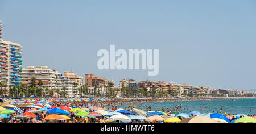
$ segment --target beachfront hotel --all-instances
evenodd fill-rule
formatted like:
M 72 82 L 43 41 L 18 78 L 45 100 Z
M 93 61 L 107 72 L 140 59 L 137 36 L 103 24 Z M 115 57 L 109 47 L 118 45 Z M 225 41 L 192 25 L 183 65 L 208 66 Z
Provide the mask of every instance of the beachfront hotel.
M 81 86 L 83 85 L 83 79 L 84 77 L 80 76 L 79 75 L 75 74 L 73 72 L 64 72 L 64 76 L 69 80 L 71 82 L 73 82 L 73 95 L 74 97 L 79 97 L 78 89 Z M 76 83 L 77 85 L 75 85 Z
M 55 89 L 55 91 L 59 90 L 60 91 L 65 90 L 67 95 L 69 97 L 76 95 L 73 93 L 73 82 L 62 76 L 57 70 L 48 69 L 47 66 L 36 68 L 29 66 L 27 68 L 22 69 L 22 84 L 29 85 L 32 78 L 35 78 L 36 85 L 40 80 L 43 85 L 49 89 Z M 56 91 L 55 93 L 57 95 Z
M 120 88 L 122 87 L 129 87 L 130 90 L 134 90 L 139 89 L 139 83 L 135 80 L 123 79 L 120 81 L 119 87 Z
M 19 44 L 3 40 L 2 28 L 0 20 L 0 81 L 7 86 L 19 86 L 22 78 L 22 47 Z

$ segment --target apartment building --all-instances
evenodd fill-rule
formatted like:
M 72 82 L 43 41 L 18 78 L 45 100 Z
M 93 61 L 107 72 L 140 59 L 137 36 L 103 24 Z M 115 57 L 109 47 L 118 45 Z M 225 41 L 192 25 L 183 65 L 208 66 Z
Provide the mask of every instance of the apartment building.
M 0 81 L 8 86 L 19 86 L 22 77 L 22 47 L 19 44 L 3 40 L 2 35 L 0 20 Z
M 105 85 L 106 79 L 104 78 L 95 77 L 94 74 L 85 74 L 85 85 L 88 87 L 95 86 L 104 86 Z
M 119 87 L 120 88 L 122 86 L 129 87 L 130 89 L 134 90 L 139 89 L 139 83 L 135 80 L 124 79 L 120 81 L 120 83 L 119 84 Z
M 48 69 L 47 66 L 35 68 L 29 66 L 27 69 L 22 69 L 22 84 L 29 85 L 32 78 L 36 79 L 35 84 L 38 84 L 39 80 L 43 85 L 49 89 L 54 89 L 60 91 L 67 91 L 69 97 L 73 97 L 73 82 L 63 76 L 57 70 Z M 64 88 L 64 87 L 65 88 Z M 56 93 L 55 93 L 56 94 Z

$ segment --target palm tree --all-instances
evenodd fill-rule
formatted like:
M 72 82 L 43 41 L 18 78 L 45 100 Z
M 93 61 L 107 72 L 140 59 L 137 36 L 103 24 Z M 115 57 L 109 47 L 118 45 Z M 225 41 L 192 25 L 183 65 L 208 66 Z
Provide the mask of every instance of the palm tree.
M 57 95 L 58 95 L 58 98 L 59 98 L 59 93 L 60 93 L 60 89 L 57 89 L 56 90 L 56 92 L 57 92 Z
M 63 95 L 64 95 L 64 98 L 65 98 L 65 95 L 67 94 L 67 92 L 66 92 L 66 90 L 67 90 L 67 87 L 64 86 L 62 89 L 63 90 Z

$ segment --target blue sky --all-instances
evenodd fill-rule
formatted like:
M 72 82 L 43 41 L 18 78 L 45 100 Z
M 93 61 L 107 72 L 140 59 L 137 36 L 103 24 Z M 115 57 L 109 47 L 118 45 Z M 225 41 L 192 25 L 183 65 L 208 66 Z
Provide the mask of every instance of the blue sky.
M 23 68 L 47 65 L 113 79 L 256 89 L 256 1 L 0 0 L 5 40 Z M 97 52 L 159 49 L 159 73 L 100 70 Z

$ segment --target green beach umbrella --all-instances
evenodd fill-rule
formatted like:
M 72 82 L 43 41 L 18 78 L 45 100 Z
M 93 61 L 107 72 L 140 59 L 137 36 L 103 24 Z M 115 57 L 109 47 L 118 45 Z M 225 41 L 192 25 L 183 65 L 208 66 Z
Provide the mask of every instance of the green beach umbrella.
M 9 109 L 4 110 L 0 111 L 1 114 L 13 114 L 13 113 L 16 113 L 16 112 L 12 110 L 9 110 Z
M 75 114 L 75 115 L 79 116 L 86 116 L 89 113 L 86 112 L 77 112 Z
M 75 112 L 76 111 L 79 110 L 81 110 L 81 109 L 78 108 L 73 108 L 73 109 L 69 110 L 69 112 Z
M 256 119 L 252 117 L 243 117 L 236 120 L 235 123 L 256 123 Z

________________________________________

**Aim of the exercise**.
Reproduce all of the data above word for word, leaving out the pictures.

**Finished answer**.
$ segment --target beachfront hotel --all-instances
evenodd fill-rule
formatted like:
M 72 82 L 43 41 L 18 78 L 45 100 Z
M 93 61 L 107 72 L 140 59 L 137 36 L 103 24 Z M 115 57 L 109 47 L 118 45 Z M 225 41 L 192 25 L 183 65 L 208 66 Z
Provide the mask of every instance of the beachfront hotel.
M 81 86 L 83 85 L 83 79 L 84 77 L 80 76 L 79 75 L 75 74 L 73 72 L 64 72 L 64 76 L 69 80 L 71 82 L 73 82 L 73 95 L 74 97 L 79 97 L 78 89 Z M 76 83 L 77 85 L 75 85 Z
M 55 89 L 55 91 L 59 90 L 60 91 L 65 90 L 67 95 L 69 97 L 76 95 L 73 93 L 73 82 L 62 76 L 57 70 L 48 69 L 47 66 L 36 68 L 29 66 L 27 68 L 22 69 L 22 84 L 29 85 L 32 78 L 35 78 L 36 85 L 40 80 L 43 85 L 49 89 Z M 56 91 L 55 93 L 57 95 Z
M 120 88 L 122 87 L 129 87 L 130 90 L 134 90 L 139 89 L 139 83 L 135 80 L 123 79 L 120 81 L 119 87 Z
M 19 44 L 3 40 L 2 28 L 0 20 L 0 81 L 7 86 L 19 86 L 22 78 L 22 47 Z

$ segment --target apartment building --all-instances
evenodd fill-rule
formatted like:
M 72 82 L 43 41 L 18 78 L 45 100 Z
M 93 61 L 107 72 L 140 59 L 137 36 L 103 24 Z M 115 57 L 109 47 L 118 45 Z M 225 41 L 192 25 L 183 65 L 208 66 Z
Provide the mask of every instance of the apartment building.
M 0 81 L 8 86 L 19 86 L 22 77 L 22 47 L 19 44 L 3 40 L 2 35 L 0 20 Z
M 105 85 L 106 79 L 104 78 L 95 77 L 94 74 L 85 74 L 85 85 L 88 87 L 95 86 L 104 86 Z
M 119 87 L 120 88 L 122 86 L 129 87 L 130 89 L 134 90 L 139 89 L 139 83 L 135 80 L 124 79 L 120 81 L 120 83 L 119 84 Z
M 48 69 L 47 66 L 35 68 L 29 66 L 27 69 L 22 69 L 22 84 L 29 85 L 32 78 L 36 79 L 35 84 L 38 84 L 39 80 L 43 85 L 49 89 L 54 89 L 60 91 L 67 91 L 69 97 L 73 97 L 73 82 L 63 76 L 57 70 Z M 64 88 L 64 87 L 65 88 Z M 56 93 L 55 93 L 56 94 Z

$ segment --target palm tree --all-instances
evenodd fill-rule
formatted like:
M 72 82 L 43 41 L 18 78 L 45 100 Z
M 93 61 L 107 72 L 140 59 L 137 36 L 103 24 Z M 115 57 L 109 47 L 118 45 Z M 225 41 L 192 25 L 183 65 L 208 66 Z
Provide the mask of every instance of the palm tree.
M 57 95 L 58 95 L 58 98 L 59 98 L 59 93 L 60 93 L 60 89 L 57 89 L 56 90 L 56 92 L 57 92 Z
M 63 95 L 64 95 L 64 98 L 65 98 L 65 95 L 67 94 L 67 92 L 66 92 L 66 90 L 67 90 L 67 87 L 64 86 L 62 89 L 63 90 Z

$ segment --target blue sky --all-instances
evenodd fill-rule
formatted like:
M 72 82 L 43 41 L 18 78 L 45 100 Z
M 93 61 L 107 72 L 140 59 L 137 36 L 103 24 Z M 115 57 L 109 47 L 118 45 Z M 225 41 L 192 25 L 183 65 L 208 66 Z
Provide the mask of every instance of the blue sky.
M 23 68 L 47 65 L 113 79 L 256 89 L 256 1 L 0 0 L 5 40 Z M 97 52 L 159 49 L 159 73 L 100 70 Z

$ segment --target green beach umbrella --all-instances
evenodd fill-rule
formatted like:
M 72 82 L 43 41 L 18 78 L 45 100 Z
M 93 61 L 107 72 L 140 59 L 137 36 L 103 24 Z M 115 57 L 109 47 L 118 45 Z M 225 41 L 192 25 L 183 65 L 208 66 Z
Provide the mask of every instance of the green beach umbrella.
M 9 109 L 4 110 L 0 111 L 1 114 L 13 114 L 13 113 L 16 113 L 16 112 L 12 110 L 9 110 Z
M 75 114 L 75 115 L 79 116 L 86 116 L 89 113 L 86 112 L 77 112 Z
M 75 112 L 76 111 L 79 110 L 81 110 L 81 109 L 78 108 L 73 108 L 73 109 L 69 110 L 69 112 Z
M 256 119 L 252 117 L 243 117 L 236 120 L 235 123 L 256 123 Z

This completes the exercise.